Work to be completed => Each entry needs to be restated exactly as written.

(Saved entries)
******************************
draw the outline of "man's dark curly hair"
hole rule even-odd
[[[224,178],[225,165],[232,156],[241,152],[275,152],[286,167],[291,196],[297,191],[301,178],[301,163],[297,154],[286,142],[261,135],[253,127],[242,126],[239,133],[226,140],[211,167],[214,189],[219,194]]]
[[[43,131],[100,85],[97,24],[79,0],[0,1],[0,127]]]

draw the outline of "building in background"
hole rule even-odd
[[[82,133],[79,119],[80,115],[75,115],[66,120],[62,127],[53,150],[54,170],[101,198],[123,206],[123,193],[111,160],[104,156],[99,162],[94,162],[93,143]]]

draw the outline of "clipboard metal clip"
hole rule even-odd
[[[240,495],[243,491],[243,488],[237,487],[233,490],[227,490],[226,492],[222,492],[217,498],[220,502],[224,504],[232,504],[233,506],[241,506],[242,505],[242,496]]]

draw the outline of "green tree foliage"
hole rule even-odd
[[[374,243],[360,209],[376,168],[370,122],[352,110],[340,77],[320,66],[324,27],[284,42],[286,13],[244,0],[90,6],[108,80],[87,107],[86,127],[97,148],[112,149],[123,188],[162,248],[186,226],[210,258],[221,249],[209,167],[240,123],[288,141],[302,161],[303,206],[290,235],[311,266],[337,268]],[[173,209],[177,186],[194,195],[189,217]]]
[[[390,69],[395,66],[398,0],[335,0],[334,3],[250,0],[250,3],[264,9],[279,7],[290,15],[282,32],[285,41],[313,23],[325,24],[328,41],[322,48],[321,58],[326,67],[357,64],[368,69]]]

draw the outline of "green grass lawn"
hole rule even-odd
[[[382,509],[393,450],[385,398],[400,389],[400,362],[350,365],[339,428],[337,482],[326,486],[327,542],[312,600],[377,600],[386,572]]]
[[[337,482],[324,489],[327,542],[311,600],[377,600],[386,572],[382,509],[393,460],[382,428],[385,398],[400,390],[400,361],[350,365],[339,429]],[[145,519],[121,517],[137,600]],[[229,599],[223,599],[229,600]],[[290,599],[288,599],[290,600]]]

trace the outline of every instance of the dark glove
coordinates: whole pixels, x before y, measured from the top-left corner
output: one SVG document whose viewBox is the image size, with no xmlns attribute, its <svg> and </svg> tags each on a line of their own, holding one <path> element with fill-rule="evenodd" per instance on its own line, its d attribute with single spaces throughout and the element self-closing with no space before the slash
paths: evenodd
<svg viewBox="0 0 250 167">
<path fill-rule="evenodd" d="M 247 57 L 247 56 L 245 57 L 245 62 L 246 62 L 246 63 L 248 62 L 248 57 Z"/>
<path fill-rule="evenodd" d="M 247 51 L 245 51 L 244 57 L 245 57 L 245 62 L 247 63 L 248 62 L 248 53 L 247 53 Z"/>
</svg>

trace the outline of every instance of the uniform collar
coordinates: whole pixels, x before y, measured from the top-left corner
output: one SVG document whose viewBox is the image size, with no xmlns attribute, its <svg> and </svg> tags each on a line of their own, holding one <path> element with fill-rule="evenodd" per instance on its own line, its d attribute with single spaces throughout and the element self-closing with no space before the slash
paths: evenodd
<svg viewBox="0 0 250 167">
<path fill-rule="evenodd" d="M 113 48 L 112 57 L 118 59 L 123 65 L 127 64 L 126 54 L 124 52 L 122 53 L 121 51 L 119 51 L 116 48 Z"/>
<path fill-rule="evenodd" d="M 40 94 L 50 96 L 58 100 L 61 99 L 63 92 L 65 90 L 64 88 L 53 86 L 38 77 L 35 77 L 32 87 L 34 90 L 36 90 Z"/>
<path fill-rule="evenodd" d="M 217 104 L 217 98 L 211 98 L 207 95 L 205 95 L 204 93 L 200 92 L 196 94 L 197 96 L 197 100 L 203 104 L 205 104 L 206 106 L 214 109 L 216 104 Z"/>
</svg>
******************************
Answer to the problem =>
draw the outline of "man's dark curly hair"
hole rule even-odd
[[[224,178],[225,165],[232,156],[241,152],[275,152],[286,167],[291,196],[297,191],[301,178],[301,163],[297,154],[286,142],[261,135],[253,127],[242,126],[239,133],[226,140],[211,167],[214,189],[219,194]]]
[[[43,131],[100,85],[97,24],[79,0],[0,1],[0,127]]]

draw the outline of "building in background"
hole rule even-odd
[[[82,133],[79,119],[80,115],[75,115],[66,120],[62,127],[53,150],[54,170],[101,198],[123,206],[123,193],[111,160],[104,156],[99,162],[94,162],[93,143]]]

draw the outline of "clipboard metal clip"
hole rule even-odd
[[[240,495],[243,491],[243,488],[237,487],[233,490],[227,490],[226,492],[222,492],[217,498],[220,502],[224,504],[232,504],[233,506],[241,506],[242,505],[242,496]]]

draw the outline of "green tree foliage"
hole rule even-odd
[[[374,243],[360,209],[376,168],[370,122],[352,110],[340,77],[320,66],[324,27],[284,42],[286,13],[244,0],[90,6],[108,80],[87,107],[86,127],[97,148],[112,149],[123,188],[162,248],[186,226],[210,258],[221,249],[209,167],[240,123],[288,141],[302,161],[303,206],[290,235],[311,266],[337,268]],[[173,209],[177,186],[194,195],[189,217]]]
[[[390,69],[395,66],[398,0],[335,0],[334,3],[250,0],[250,3],[264,9],[279,7],[290,15],[282,32],[285,41],[313,23],[325,24],[328,41],[322,48],[321,58],[326,67],[357,64],[368,69]]]

draw the outline of "green grass lawn"
hole rule even-odd
[[[382,509],[393,450],[385,398],[400,389],[400,362],[350,365],[339,428],[337,482],[326,486],[327,542],[312,600],[377,600],[386,572]]]
[[[337,482],[324,489],[327,542],[311,600],[377,600],[386,572],[382,509],[393,460],[382,428],[385,398],[400,390],[400,361],[350,365],[339,429]],[[145,519],[121,517],[137,600]],[[229,599],[223,599],[229,600]],[[290,599],[288,599],[290,600]]]

trace the outline of every instance of the dark glove
coordinates: whole pixels, x before y, measured from the top-left corner
output: one SVG document whose viewBox is the image size, with no xmlns attribute, its <svg> and </svg> tags each on a line of their own, holding one <path> element with fill-rule="evenodd" per instance on its own line, its d attribute with single spaces throughout and the element self-closing with no space before the slash
paths: evenodd
<svg viewBox="0 0 250 167">
<path fill-rule="evenodd" d="M 247 57 L 247 56 L 245 57 L 245 62 L 246 62 L 246 63 L 248 62 L 248 57 Z"/>
<path fill-rule="evenodd" d="M 247 51 L 245 51 L 244 57 L 245 57 L 245 62 L 247 63 L 248 62 L 248 53 L 247 53 Z"/>
</svg>

trace the outline of every instance of the uniform collar
coordinates: whole pixels, x before y, measured from the top-left corner
output: one SVG document whose viewBox is the image size, with no xmlns attribute, its <svg> and </svg> tags each on a line of their own, holding one <path> element with fill-rule="evenodd" per instance on its own line, its d attribute with single spaces throughout and the element self-closing with no space before the slash
paths: evenodd
<svg viewBox="0 0 250 167">
<path fill-rule="evenodd" d="M 113 48 L 112 57 L 118 59 L 123 65 L 127 64 L 126 54 L 124 52 L 122 53 L 121 51 L 119 51 L 116 48 Z"/>
<path fill-rule="evenodd" d="M 40 94 L 50 96 L 58 100 L 61 99 L 63 92 L 65 90 L 64 88 L 53 86 L 38 77 L 35 77 L 32 87 L 34 90 L 36 90 Z"/>
<path fill-rule="evenodd" d="M 217 104 L 217 98 L 211 98 L 207 95 L 205 95 L 204 93 L 200 92 L 196 94 L 197 96 L 197 100 L 203 104 L 205 104 L 206 106 L 214 109 L 216 104 Z"/>
</svg>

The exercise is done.